→ PASSAGE TO READ
□ □ □ □

COURT OF APPEAL OF THE STATE OF CALIFORNIA FIRST APPELLATE DISTRICT DIVISION THREE
May 17, 2018
No. A149299 (Cal. Ct. App. May. 17, 2018)

Opinion

A149299

05-17-2018

THE PEOPLE, Plaintiff and Respondent, v. BENJAMIN CHASE, Defendant and Appellant.


NOT TO BE PUBLISHED IN OFFICIAL REPORTS

California Rules of Court, rule 8.1115(a), prohibits courts and parties from citing or relying on opinions not certified for publication or ordered published, except as specified by rule 8.1115(b). This opinion has not been certified for publication or ordered published for purposes of rule 8.1115. (City & County of San Francisco Super. Ct. No. 222622)

Benjamin Chase was convicted of multiple crimes arising from a home invasion burglary and sentenced to a term of three years in prison. He contends his trial attorney provided constitutionally ineffective representation when she failed to communicate his wish to accept a pre-trial plea offer, allowed the offer to lapse, and failed to apprise him of a second plea offer. We agree Chase was denied effective assistance of counsel and remand the case for further proceedings consistent with In re Alvernaz (1992) 2 Cal.4th 924, 944 (Alvernaz.)

BACKGROUND

Ryan V. and Corey R. were awakened around 1:00 a.m. to discover Chase in the bedroom of their flat in San Francisco. Chase said he had a gun and repeatedly threatened to kill the couple as he proceeded through their flat cramming wallets, laptops, cellphones, clothing and other items into a suitcase and backpack. He left after making a final threat to return and kill the men if they called the police. Ryan and Corey waited five minutes, then called 911.

We will refer to the victims by their given names to protect their privacy. We intend no disrespect by this practice.

The victims described the burglar to police as a 30-year-old white male, 5'6" or 5'7", wearing dark clothing. The police used a tracking app to locate Ryan's cellphone near the Hotel Nikko downtown.

Around 1:28 a.m., Chase checked into the Parc 55 Hotel in downtown San Francisco using Ryan's credit card and identification. Ryan's credit card company alerted him about the charge and Ryan notified the police.

□ □ □ □

[Entries drawn from a collection]
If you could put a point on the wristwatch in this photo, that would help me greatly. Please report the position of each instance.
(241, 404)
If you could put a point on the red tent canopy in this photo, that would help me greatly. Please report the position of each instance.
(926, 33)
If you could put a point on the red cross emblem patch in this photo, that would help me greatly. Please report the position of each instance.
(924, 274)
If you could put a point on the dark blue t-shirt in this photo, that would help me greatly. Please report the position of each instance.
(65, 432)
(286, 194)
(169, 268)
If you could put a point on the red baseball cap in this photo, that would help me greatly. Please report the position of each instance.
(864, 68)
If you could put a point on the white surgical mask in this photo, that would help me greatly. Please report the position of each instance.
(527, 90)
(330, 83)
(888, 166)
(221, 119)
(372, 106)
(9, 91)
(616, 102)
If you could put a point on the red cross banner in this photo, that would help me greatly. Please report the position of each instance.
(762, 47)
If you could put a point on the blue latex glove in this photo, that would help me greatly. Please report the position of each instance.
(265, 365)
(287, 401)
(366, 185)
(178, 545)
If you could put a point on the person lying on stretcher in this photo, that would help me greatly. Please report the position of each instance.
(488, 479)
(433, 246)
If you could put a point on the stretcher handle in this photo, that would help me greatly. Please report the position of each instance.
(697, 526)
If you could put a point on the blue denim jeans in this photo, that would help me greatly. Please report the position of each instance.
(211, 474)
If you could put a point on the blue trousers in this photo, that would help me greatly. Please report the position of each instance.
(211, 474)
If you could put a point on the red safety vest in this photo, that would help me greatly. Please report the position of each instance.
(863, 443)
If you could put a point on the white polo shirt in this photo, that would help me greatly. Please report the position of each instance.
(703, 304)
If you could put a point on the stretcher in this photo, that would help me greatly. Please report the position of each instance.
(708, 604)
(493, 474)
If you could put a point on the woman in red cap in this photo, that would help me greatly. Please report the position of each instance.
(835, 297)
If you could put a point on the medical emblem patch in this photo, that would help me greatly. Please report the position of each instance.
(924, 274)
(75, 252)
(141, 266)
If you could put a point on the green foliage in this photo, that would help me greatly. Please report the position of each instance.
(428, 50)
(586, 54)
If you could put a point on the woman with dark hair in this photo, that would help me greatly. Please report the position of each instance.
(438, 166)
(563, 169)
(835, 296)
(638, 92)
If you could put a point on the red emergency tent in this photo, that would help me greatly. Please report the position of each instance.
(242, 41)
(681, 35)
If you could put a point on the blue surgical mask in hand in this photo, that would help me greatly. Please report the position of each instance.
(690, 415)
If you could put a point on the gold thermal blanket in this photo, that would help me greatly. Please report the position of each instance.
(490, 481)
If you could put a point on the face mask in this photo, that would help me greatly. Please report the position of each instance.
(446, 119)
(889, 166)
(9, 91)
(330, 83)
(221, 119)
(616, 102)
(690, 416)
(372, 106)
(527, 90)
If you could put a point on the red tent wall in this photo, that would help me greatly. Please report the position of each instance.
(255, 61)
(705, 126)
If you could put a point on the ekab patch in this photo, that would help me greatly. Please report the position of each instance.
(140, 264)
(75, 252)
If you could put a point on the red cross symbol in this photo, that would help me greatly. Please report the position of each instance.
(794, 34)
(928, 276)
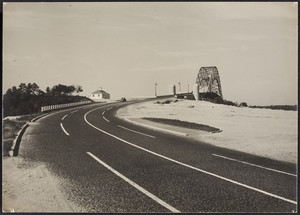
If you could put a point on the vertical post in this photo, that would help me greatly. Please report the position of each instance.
(196, 91)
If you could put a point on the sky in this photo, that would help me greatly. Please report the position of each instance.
(125, 48)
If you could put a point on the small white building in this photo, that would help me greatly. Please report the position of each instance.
(99, 95)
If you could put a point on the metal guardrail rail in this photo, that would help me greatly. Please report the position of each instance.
(59, 106)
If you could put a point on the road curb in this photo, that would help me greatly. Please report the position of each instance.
(157, 128)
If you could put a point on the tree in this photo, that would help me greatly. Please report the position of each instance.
(78, 89)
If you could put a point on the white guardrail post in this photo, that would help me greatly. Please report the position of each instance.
(53, 107)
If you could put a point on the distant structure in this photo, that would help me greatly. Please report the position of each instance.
(99, 95)
(172, 90)
(208, 82)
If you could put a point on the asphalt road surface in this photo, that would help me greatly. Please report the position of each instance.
(109, 165)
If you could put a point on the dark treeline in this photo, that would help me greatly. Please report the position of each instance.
(28, 99)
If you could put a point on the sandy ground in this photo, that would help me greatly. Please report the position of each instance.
(263, 132)
(30, 187)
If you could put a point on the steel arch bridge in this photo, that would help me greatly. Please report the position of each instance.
(208, 80)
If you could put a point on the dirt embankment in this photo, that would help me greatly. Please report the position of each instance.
(262, 132)
(30, 187)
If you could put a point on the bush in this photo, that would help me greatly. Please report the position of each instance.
(243, 104)
(218, 100)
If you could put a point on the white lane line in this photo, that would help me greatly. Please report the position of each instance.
(141, 189)
(64, 117)
(136, 131)
(274, 170)
(106, 119)
(62, 127)
(189, 166)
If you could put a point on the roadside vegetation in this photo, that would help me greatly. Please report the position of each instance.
(10, 128)
(28, 99)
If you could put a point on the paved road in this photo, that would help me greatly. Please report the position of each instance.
(109, 165)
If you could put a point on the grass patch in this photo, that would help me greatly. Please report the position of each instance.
(184, 124)
(10, 129)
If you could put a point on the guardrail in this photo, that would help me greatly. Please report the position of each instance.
(54, 107)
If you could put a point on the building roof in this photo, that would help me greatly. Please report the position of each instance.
(99, 92)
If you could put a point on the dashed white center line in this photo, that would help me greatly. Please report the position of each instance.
(64, 117)
(251, 164)
(189, 166)
(141, 189)
(105, 119)
(136, 131)
(62, 127)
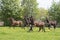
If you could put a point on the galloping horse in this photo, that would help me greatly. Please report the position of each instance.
(40, 25)
(14, 22)
(51, 23)
(36, 23)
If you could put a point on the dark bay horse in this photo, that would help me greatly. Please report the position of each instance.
(14, 22)
(40, 24)
(51, 23)
(32, 22)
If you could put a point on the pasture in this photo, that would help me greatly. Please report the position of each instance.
(18, 33)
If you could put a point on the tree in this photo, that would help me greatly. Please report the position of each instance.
(29, 7)
(54, 11)
(10, 8)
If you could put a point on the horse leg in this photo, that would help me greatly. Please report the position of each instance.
(31, 28)
(54, 26)
(39, 28)
(49, 26)
(43, 28)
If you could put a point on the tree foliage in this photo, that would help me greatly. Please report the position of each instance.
(29, 7)
(10, 8)
(54, 11)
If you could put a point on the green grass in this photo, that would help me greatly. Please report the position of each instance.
(18, 33)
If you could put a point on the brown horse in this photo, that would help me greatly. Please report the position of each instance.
(40, 25)
(14, 22)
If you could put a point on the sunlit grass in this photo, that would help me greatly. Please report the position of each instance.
(18, 33)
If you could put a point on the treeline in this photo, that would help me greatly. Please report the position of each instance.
(20, 8)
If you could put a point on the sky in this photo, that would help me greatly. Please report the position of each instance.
(45, 3)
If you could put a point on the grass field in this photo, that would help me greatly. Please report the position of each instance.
(18, 33)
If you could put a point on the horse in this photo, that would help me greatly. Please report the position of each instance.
(14, 22)
(51, 23)
(40, 24)
(36, 23)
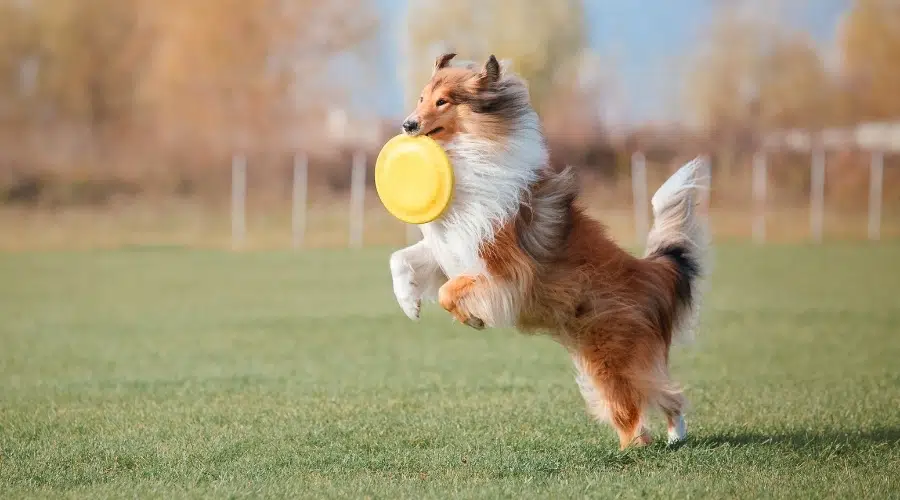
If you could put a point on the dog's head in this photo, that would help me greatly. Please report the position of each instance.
(486, 101)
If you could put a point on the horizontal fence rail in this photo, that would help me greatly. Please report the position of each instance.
(759, 198)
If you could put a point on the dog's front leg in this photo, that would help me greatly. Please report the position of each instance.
(416, 275)
(478, 300)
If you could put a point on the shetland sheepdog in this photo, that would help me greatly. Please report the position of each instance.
(515, 249)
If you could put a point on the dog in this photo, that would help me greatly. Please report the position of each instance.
(515, 249)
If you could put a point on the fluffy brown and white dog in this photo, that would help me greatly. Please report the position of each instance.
(514, 249)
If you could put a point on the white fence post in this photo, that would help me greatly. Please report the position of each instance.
(238, 200)
(759, 197)
(876, 178)
(639, 192)
(298, 208)
(357, 200)
(817, 194)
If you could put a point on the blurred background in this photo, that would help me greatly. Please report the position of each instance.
(255, 123)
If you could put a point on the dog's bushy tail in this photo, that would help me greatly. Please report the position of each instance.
(680, 234)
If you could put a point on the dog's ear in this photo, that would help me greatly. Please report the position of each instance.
(491, 72)
(442, 61)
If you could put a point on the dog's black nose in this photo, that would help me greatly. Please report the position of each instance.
(410, 126)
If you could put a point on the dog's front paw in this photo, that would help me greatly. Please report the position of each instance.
(452, 297)
(411, 307)
(405, 290)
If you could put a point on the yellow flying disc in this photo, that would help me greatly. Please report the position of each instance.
(414, 178)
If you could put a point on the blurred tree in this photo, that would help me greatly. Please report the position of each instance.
(870, 47)
(542, 40)
(795, 90)
(76, 61)
(235, 72)
(753, 74)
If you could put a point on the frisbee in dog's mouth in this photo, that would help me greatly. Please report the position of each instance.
(414, 178)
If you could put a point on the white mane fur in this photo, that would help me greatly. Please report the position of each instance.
(490, 181)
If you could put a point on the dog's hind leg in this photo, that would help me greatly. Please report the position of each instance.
(626, 405)
(672, 406)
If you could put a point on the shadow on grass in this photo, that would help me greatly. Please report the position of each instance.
(799, 440)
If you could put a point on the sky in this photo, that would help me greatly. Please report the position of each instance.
(644, 39)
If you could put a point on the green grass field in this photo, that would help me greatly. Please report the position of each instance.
(169, 373)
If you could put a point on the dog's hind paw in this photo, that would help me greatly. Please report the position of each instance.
(411, 307)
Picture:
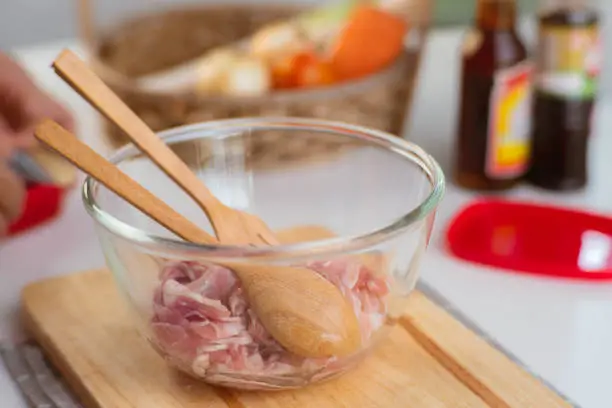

□ □ □ □

→ YOUR TASKS
- 1) In the court opinion, why does the court refer to the victims only by their given names?
- 2) Can you return the court opinion verbatim from "Ryan V. and" to "by this practice."?
These entries come from a different source than the court opinion.

→ EXPECTED OUTPUTS
- 1) The court uses the victims' given names to protect their privacy, and it says it intends no disrespect by this practice.

- 2)
Ryan V. and Corey R. were awakened around 1:00 a.m. to discover Chase in the bedroom of their flat in San Francisco. Chase said he had a gun and repeatedly threatened to kill the couple as he proceeded through their flat cramming wallets, laptops, cellphones, clothing and other items into a suitcase and backpack. He left after making a final threat to return and kill the men if they called the police. Ryan and Corey waited five minutes, then called 911.

We will refer to the victims by their given names to protect their privacy. We intend no disrespect by this practice.